Start Excerpted passage

A Philosophical Sidelight on Peter Wynne-Thomas’ book, Cricket’s Historians: PART 2


 

Part I concluded there remains a job to be undertaken in doing a comparative review and evaluation, all in one place, of substantial works concerning the development of the game of cricket from a socio-economic or political perspective.

In this Part 2, history graduate Devine McKenzie outlines the kind of considerations or criteria that could be applied to guide such assessments. This reflects her view of what counts as interesting and enjoyable accounts of events and the lives of individuals.

 What was it really like to live in those times or that place, or witness that event?

Sheer inquisitiveness. My five examples:

  • Lorna McDonald’s book of 2001,West of Matilda: Life in Outback Queensland from the 1890s to the 1990s.
  • Vera Deacon’s book Singing Back the River(2019): a collection of her stories written over six decades, including reminiscences of living on the Hunter River islands and making do during the Great Depression.
  • The astoundingly low standard of living and high infant mortality rates of the peasantry of 18th century France. (I’ve mislaid my book with the startling chapter so cannot give the title or author.)

Territorial ambitions of Russia brought it into conflict with Turkey backed by Britain, France and Sardinia on this peninsular of the Black Sea. Trench warfare saw development of new types of rifle, armoured ships and mines and cost 750,000 lives, two-thirds of them being Russians.

Not only were first-hand reports despatched regularly by William Howard Russell to The Times newspaper of London, there was pioneering photographic documentation by Roger Fenton who roved the front line, travelling around in a converted delivery vehicle with its dark room for developing the glass plates. Some 300 photos survive of the bays of Balaclava port (one being shown below), the camps and terrain of battle, and portraits of officers, soldiers and support staff of the various armies.

The Valley of the Shadow of Death, below, showing a profusion of spent cannonballs in the aftermath of the failed Charge of the Light Brigade.

  • Suzanne Lenglen of the world of tennis, a game I play and follow. At Cannes on the Côte d’Azur in mid-February 1926, Lenglen as the undisputed post-War world champion faced the precocious hard-hitting Helen Wills of California representing the next generation. Age 20, Wills already had three consecutive USA Open singles titles to her name and had come close to winning the 1924 Wimbledon singles final against England’s Kitty McKane.

End Excerpted passage
Start Supplied material

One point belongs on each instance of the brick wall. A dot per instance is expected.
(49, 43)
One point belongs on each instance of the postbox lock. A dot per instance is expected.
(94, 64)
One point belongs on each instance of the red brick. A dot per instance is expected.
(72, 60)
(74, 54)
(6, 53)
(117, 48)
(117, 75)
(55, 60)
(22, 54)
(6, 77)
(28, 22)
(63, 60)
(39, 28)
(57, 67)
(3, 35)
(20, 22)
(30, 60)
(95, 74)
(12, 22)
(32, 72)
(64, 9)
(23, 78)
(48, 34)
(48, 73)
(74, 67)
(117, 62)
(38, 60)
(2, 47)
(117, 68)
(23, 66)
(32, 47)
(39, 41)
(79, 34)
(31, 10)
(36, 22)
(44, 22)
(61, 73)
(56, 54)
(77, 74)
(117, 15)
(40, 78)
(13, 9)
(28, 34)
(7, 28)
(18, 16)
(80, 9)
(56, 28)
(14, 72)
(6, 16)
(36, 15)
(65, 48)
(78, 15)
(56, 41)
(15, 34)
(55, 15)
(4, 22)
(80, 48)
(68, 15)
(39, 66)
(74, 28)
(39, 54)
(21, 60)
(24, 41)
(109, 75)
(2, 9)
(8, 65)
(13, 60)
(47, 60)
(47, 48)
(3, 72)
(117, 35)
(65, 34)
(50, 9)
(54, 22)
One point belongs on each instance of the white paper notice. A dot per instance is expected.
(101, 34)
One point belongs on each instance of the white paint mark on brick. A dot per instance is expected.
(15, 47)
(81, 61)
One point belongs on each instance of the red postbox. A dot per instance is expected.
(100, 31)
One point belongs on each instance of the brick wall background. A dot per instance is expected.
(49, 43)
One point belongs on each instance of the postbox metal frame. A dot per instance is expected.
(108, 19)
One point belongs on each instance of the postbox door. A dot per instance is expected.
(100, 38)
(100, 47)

End Supplied material
Start Supplied material

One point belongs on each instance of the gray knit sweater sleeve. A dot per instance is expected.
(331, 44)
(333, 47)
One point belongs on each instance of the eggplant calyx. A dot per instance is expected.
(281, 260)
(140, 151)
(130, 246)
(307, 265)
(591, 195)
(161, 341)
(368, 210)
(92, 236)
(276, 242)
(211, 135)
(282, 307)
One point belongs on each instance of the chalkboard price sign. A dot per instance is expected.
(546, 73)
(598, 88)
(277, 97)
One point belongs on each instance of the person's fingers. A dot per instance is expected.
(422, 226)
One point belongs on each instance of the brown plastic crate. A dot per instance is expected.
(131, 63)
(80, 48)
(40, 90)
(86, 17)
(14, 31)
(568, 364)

End Supplied material
Start Supplied material

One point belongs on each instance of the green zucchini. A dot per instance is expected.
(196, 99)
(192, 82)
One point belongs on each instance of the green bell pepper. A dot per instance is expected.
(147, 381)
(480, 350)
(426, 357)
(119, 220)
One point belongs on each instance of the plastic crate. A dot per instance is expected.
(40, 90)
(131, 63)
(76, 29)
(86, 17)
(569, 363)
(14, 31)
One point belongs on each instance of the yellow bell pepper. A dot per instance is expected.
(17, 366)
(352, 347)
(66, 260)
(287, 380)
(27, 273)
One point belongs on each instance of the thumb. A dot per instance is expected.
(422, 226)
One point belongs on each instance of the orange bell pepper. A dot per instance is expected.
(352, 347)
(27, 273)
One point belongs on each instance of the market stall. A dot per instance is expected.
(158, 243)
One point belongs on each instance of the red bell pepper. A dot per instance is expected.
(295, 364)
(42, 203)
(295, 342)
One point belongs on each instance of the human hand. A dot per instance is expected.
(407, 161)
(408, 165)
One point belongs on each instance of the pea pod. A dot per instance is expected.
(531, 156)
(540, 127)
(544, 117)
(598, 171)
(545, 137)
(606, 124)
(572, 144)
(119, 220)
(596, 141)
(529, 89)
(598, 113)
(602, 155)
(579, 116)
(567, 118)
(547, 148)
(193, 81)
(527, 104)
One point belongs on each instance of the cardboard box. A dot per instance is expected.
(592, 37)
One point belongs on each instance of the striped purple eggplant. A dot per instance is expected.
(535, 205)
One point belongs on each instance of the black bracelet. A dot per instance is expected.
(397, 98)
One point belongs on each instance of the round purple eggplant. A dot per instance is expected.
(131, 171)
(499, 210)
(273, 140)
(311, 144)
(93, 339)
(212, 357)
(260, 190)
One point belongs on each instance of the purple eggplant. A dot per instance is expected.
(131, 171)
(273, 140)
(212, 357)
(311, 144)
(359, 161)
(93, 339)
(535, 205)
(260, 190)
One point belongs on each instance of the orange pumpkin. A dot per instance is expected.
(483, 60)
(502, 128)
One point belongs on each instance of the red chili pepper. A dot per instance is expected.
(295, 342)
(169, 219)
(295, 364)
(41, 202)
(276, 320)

End Supplied material

## Problem 1
Name every country mentioned in the sentence of the excerpted passage that begins "Territorial ambitions of Russia."
## Problem 2
Reproduce the section of the excerpted passage that starts with the words "A Philosophical Sidelight" and ends with the words "lives of individuals.".

## Written answer 1
Russia, Turkey, Britain, France, Sardinia

## Written answer 2
A Philosophical Sidelight on Peter Wynne-Thomas’ book, Cricket’s Historians: PART 2


 

Part I concluded there remains a job to be undertaken in doing a comparative review and evaluation, all in one place, of substantial works concerning the development of the game of cricket from a socio-economic or political perspective.

In this Part 2, history graduate Devine McKenzie outlines the kind of considerations or criteria that could be applied to guide such assessments. This reflects her view of what counts as interesting and enjoyable accounts of events and the lives of individuals.